Task statement ::
Rewrite the lines from the one containing "the duck reflection" through the end of the lines below, swapping "Target" for "Label" and leaving everything else unchanged.
== Given information
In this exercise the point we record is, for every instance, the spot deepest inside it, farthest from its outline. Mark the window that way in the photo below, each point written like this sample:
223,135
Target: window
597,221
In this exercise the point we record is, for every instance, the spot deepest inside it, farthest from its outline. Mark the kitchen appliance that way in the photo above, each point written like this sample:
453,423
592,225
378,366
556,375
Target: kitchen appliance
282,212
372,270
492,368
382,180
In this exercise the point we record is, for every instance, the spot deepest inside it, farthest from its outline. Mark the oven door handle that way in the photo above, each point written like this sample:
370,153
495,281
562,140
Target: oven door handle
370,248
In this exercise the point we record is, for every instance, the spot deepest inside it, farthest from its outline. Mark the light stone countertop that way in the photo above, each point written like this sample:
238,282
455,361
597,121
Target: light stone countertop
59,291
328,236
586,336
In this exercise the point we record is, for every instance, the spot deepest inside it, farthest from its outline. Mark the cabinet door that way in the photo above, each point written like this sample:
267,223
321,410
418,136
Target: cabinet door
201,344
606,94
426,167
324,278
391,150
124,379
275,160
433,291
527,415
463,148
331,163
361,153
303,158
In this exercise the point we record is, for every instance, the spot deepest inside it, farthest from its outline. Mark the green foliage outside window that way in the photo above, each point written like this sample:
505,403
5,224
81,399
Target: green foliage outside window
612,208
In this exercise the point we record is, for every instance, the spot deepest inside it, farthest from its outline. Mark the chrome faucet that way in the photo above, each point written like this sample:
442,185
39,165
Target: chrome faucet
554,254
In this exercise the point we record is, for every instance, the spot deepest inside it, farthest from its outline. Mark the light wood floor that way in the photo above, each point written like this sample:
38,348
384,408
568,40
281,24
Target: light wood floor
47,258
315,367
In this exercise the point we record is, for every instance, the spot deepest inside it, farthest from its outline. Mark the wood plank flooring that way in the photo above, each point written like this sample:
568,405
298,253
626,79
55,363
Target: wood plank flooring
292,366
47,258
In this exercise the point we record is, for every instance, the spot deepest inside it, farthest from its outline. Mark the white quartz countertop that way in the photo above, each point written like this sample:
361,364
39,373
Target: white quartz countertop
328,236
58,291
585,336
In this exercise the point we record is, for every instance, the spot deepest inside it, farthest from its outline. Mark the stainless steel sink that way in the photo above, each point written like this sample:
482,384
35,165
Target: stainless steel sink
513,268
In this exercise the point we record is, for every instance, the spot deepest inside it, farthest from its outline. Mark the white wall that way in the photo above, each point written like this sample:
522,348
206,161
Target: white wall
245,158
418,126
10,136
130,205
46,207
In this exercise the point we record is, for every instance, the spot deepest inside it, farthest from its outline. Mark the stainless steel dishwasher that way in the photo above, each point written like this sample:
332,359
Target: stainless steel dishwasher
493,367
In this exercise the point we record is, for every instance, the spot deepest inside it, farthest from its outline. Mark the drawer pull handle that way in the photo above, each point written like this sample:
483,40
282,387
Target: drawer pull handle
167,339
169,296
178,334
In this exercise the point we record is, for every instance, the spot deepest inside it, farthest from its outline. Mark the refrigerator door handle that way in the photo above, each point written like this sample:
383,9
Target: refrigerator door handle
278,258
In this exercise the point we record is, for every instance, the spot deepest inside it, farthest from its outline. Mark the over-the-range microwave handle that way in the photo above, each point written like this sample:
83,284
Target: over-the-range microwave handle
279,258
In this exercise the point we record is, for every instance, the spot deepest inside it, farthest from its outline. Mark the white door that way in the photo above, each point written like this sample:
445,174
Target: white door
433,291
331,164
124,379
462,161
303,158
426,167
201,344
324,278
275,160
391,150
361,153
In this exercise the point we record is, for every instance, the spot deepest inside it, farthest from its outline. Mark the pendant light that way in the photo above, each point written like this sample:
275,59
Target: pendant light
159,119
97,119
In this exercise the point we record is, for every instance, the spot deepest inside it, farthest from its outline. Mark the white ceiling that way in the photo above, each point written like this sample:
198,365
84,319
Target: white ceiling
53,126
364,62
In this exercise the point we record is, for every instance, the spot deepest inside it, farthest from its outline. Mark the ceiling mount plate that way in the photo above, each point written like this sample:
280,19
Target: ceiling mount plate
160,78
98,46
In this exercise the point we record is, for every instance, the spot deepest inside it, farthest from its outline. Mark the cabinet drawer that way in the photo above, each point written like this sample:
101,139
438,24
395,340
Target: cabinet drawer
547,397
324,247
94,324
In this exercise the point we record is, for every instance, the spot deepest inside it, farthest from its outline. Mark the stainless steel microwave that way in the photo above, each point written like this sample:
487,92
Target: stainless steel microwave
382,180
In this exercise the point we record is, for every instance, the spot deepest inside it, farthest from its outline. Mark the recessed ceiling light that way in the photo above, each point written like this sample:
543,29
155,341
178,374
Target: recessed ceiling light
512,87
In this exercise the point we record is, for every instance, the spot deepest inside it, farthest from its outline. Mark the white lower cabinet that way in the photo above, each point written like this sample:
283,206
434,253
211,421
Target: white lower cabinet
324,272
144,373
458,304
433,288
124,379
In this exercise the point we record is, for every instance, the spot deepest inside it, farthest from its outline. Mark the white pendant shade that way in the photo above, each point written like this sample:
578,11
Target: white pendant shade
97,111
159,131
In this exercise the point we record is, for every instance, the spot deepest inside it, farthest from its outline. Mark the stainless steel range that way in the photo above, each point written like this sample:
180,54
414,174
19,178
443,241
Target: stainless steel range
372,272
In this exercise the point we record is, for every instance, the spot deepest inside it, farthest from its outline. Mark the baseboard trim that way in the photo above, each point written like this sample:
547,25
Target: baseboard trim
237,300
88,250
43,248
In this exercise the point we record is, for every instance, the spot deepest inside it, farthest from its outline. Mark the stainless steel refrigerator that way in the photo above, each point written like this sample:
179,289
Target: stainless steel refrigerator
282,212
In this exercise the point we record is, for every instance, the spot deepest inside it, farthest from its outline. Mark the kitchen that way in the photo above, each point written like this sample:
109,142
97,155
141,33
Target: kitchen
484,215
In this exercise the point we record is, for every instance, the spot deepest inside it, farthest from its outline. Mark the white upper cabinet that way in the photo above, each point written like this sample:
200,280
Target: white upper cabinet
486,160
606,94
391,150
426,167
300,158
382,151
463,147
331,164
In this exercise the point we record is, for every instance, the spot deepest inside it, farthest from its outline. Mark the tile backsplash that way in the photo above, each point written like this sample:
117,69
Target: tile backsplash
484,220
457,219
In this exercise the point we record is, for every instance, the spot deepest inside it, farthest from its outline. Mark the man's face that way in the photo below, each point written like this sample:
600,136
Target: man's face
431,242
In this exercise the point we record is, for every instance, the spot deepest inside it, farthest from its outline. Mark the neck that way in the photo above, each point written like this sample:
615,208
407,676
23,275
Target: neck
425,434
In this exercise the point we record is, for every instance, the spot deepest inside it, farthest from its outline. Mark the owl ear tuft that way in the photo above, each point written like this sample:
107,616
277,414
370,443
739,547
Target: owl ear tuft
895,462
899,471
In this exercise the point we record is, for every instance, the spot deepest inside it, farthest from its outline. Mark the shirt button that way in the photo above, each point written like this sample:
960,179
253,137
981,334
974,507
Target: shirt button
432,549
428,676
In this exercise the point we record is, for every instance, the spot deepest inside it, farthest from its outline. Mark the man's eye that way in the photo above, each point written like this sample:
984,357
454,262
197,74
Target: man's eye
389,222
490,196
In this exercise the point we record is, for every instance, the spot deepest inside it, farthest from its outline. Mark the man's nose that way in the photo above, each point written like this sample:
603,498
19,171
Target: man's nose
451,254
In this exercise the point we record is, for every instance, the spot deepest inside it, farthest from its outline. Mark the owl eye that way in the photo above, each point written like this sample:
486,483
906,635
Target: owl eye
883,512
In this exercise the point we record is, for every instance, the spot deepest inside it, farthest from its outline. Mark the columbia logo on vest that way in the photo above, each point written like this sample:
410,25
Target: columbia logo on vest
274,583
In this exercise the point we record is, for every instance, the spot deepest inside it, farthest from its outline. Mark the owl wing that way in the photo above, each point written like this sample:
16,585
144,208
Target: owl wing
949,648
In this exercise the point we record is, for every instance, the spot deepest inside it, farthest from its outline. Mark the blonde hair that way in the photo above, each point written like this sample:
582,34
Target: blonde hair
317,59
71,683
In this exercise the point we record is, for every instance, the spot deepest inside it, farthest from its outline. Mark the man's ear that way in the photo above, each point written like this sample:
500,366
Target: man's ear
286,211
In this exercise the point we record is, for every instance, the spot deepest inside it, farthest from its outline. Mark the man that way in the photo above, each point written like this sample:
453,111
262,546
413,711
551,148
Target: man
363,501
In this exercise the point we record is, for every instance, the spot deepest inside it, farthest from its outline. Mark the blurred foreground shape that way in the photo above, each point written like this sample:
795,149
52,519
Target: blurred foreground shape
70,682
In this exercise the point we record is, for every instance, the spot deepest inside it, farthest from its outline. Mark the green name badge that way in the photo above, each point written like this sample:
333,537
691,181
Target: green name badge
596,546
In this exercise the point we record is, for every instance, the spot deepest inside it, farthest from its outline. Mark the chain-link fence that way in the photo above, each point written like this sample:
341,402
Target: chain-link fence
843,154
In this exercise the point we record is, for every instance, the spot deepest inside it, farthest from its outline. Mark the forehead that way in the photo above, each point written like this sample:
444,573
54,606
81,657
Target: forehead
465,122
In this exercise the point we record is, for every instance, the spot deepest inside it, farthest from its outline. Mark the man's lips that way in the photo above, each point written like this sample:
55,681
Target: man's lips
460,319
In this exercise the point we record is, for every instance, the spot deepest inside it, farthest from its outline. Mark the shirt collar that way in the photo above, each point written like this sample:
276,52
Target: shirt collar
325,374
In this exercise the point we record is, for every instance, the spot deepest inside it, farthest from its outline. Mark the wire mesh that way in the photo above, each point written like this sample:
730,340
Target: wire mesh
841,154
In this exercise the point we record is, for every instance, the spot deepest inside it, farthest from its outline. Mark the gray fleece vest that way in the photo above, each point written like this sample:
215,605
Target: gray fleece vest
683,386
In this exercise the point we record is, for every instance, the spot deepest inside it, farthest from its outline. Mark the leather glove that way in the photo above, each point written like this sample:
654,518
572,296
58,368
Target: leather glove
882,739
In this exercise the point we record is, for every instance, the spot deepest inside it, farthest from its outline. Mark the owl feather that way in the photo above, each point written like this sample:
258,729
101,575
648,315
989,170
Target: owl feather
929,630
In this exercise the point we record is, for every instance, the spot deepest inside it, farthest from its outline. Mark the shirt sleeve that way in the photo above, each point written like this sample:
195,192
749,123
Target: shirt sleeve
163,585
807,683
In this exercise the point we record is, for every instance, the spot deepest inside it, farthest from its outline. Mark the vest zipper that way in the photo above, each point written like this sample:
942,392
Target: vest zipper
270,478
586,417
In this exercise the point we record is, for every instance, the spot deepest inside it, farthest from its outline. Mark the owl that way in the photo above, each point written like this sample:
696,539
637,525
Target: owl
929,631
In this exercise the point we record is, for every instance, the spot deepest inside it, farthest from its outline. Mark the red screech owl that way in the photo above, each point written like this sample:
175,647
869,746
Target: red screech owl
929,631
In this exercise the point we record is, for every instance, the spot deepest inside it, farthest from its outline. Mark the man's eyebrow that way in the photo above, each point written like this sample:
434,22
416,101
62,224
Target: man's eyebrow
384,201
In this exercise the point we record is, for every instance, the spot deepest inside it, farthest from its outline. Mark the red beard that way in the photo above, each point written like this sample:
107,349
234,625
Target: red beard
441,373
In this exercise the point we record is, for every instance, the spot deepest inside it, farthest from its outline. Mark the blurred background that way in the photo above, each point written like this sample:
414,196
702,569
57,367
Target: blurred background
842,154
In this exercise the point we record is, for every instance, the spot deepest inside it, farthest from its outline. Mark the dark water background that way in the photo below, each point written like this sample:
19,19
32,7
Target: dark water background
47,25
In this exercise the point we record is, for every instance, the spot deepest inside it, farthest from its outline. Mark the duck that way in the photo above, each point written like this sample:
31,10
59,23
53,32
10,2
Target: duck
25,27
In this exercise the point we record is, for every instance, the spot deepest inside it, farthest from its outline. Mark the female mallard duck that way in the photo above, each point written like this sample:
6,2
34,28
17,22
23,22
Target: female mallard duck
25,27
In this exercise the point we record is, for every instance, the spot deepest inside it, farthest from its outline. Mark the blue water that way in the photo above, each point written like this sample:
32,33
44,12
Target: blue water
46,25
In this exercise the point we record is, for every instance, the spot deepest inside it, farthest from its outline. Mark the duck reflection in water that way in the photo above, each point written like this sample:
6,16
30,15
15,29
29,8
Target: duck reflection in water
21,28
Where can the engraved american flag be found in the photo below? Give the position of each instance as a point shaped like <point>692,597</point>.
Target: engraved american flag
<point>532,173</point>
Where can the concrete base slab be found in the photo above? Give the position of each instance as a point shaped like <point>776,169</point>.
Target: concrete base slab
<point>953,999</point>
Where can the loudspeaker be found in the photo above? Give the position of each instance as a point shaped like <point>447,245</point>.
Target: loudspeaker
====
Reply ::
In this exercise the point we record is, for every instance, the spot deepest inside it, farthest from its outline. Mark the duck reflection in water that way in the photo above, each point written like this sample:
6,16
30,15
15,29
29,8
Label: duck reflection in water
21,28
Where can the engraved american flag be found in the photo below? Give the position of each instance as a point shaped like <point>692,597</point>.
Label: engraved american flag
<point>532,173</point>
Where can the concrete base slab be found in the photo above? Give the position of each instance as a point shaped like <point>776,169</point>.
Label: concrete base slab
<point>953,999</point>
Where can the loudspeaker be found in the photo above? Give the position of each instance as a point shaped like <point>447,245</point>.
Label: loudspeaker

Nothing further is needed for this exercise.